(Request):
Reproduce each of the following items word for word, leaving out the pictures.

#### Supplied material ####

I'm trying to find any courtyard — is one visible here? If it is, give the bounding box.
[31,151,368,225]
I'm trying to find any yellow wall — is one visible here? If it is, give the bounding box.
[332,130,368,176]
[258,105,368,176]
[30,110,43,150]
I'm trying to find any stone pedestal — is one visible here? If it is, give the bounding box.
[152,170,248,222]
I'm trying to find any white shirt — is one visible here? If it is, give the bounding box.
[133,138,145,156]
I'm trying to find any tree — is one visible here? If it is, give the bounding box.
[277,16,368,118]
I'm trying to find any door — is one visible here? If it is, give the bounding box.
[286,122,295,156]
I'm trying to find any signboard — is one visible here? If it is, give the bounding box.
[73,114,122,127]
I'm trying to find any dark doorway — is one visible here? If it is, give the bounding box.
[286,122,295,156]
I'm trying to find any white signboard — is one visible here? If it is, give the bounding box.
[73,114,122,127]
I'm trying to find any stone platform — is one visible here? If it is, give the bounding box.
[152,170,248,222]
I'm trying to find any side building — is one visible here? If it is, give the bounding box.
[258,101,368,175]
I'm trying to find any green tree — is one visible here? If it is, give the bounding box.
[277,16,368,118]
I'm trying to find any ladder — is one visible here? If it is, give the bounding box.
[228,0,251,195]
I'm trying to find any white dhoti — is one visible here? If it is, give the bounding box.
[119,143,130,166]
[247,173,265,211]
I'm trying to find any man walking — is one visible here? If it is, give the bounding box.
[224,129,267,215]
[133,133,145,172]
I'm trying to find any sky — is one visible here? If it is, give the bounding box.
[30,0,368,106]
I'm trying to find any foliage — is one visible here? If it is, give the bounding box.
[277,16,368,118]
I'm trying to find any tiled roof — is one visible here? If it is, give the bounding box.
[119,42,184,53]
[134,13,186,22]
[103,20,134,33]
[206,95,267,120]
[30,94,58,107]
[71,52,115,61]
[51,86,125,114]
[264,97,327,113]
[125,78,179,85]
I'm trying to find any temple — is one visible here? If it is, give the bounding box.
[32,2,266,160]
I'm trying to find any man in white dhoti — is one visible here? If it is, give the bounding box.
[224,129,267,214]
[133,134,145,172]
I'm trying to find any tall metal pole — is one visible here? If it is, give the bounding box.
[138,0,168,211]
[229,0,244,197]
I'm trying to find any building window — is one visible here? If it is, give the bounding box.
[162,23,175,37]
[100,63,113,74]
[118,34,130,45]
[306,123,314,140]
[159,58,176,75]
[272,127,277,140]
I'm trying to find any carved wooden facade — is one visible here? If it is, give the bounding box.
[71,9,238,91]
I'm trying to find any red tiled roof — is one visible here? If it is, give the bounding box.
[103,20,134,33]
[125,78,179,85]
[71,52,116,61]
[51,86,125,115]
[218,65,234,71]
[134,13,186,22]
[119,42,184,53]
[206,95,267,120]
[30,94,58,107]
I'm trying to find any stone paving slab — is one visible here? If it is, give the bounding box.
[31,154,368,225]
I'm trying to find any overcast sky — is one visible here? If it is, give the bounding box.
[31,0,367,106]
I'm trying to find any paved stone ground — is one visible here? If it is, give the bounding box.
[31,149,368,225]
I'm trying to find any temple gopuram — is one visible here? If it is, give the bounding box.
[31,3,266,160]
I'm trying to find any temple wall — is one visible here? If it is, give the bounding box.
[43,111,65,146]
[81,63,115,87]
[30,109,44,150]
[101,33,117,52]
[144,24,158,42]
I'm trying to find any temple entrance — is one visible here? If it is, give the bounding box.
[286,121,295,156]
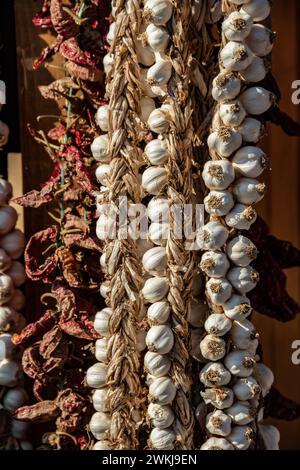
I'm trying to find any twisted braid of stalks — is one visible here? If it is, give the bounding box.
[200,0,278,450]
[106,0,142,449]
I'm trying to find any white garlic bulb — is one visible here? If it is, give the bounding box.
[207,126,242,158]
[147,300,171,325]
[200,251,230,278]
[145,139,169,165]
[226,235,257,267]
[225,204,257,230]
[224,351,255,377]
[149,428,176,450]
[219,100,246,127]
[199,362,231,388]
[238,117,264,143]
[202,160,235,190]
[197,221,229,250]
[204,190,234,216]
[148,403,175,429]
[227,426,254,450]
[144,351,171,377]
[223,294,252,321]
[232,145,268,178]
[220,41,253,72]
[222,11,253,41]
[148,108,170,134]
[95,104,108,132]
[206,277,232,305]
[200,387,234,410]
[206,410,231,437]
[204,313,232,336]
[241,0,271,21]
[94,307,112,337]
[92,388,109,413]
[145,0,173,25]
[86,362,107,388]
[253,362,274,397]
[227,266,259,294]
[142,166,168,196]
[232,178,266,205]
[95,338,108,363]
[146,325,174,354]
[89,411,111,440]
[232,374,261,401]
[200,335,226,361]
[230,320,258,350]
[142,277,169,304]
[200,437,234,450]
[149,377,176,405]
[239,86,275,115]
[246,24,274,57]
[145,23,170,53]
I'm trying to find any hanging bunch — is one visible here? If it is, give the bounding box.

####

(Solution):
I'm trying to find any courtyard — is one visible here? If it is, give the bounding box.
[31,151,368,225]
I'm trying to find any yellow wall — is one visible here? If it is, give the bounding box.
[332,130,368,176]
[258,105,368,176]
[30,110,43,150]
I'm trying to find any stone pedestal — is one visible here? If it is, give the bounding box.
[152,170,248,222]
I'm trying to find any white shirt — is one visible here? If it is, give the bounding box.
[133,138,145,156]
I'm trying to find any tree — is one visible here? If it is, give the bounding box.
[277,16,368,118]
I'm trying to find any door — is one visible here? If it is, give the bounding box.
[286,122,295,156]
I'm trying to find any signboard — is one visible here? If it is, give the bounding box.
[73,114,122,127]
I'm trying to find any dark doorway — is one visible here? If it is, give the bounding box.
[286,122,295,156]
I'm trying to find any white signboard — is one visible here? If it is, give the bounding box.
[73,114,122,127]
I'm trying to find any stone platform — is one visible here? If it is, give the bounding box.
[152,170,248,222]
I'm trying to find any side building — is one visible here? If it is, give the bounding box.
[258,101,368,175]
I'm trying to find any green tree — is one visible here? If it is, give the bounding box.
[277,16,368,118]
I'm trying to find any ladder — is one visible here? If it is, give the bounding box.
[228,0,251,195]
I'm trying to find any white dhoti — is one visible here? If it is, give the bounding box.
[119,143,130,166]
[247,173,265,211]
I'm trying to find any man walking — is one visible here? If it is, give the bounding box.
[224,129,267,215]
[133,133,145,172]
I'm trying to find any sky — is one visible here? If it is, give the bounding box.
[30,0,368,106]
I'm trying to find any foliage — is one visible here? If it is, give the bounding box.
[277,16,368,118]
I'm trying to find any tiled roof — is one visible here? If it is, give the bounding box.
[119,42,184,53]
[134,13,186,22]
[103,20,134,33]
[206,95,267,120]
[30,94,58,107]
[71,52,115,61]
[51,86,125,114]
[264,97,327,113]
[125,78,179,85]
I'm trying to find any temple — is one visible here? If it is, give the bounding box.
[32,2,266,160]
I'm trying to find any man in white dhoti — is one visible here? If it is, give the bounding box.
[224,129,267,214]
[133,134,145,172]
I'm trying to find any tall metal pole — is one visible here? If it is, give the bounding box.
[138,0,168,211]
[229,0,244,197]
I'm trying to find any building window — is one visible here? If it is, give the bounding box.
[162,23,175,37]
[100,63,113,74]
[118,34,130,45]
[306,123,314,140]
[159,58,176,75]
[272,127,277,140]
I'm trying to find any carved wooden facade — is one visible here? If it is, give the bounding box.
[71,9,238,91]
I'm trying to find any red tiled roof — is one visible here? If it is, give the bounding box.
[103,20,134,33]
[125,78,179,85]
[71,52,116,61]
[51,86,125,115]
[218,65,234,71]
[134,13,186,22]
[119,42,184,53]
[206,95,267,120]
[30,94,58,107]
I'm trying to find any stone paving slab — is one visible here? If it is, give the bounding box.
[31,154,368,225]
I'm trying to find any overcast sky — is one visible here? If it is, give the bounding box.
[31,0,367,106]
I'm trying to find any paved stone ground — is one visible here? If it is, give the bounding box.
[31,149,368,225]
I'm trying to find any temple gopuram — is one visible here? If it is, give the bounding box.
[31,3,266,160]
I'm trying to find any temple wall — is one visible here? If it is, give the bounding box.
[43,111,65,146]
[81,63,115,87]
[30,109,44,150]
[101,33,117,52]
[144,24,158,42]
I'm trying to find any temple entrance — is one visible here? If it is, give the bounding box.
[286,121,295,156]
I'm trying to find any twisted braid of stalks — is one visible here? If it is, give the bounding box.
[200,0,278,450]
[106,0,142,449]
I'm trying to find any white garlic bulb — is one visible here? If it is, give the bounding box.
[207,126,242,158]
[147,300,171,325]
[200,251,230,278]
[145,139,169,165]
[226,235,257,267]
[225,204,257,230]
[224,351,255,377]
[149,428,176,450]
[219,100,246,127]
[199,362,231,388]
[238,117,264,143]
[202,160,235,190]
[197,221,229,250]
[204,190,234,216]
[148,403,175,429]
[227,426,254,450]
[144,351,171,377]
[223,294,252,321]
[232,145,268,178]
[220,41,253,72]
[222,11,253,41]
[148,108,170,134]
[95,104,108,132]
[206,277,232,305]
[200,387,234,410]
[206,410,231,437]
[204,313,232,336]
[241,0,271,21]
[94,307,112,337]
[92,388,109,413]
[145,0,173,25]
[86,362,107,388]
[253,362,274,397]
[227,266,259,294]
[142,166,168,196]
[232,178,266,205]
[95,338,108,363]
[146,325,174,354]
[89,411,111,440]
[232,374,261,401]
[200,335,226,361]
[230,320,258,350]
[142,277,169,304]
[200,437,234,450]
[149,377,176,405]
[239,86,275,115]
[246,24,274,57]
[145,23,170,53]
I'm trying to find any hanging bunch — is one visible here? If it is, give the bounding box.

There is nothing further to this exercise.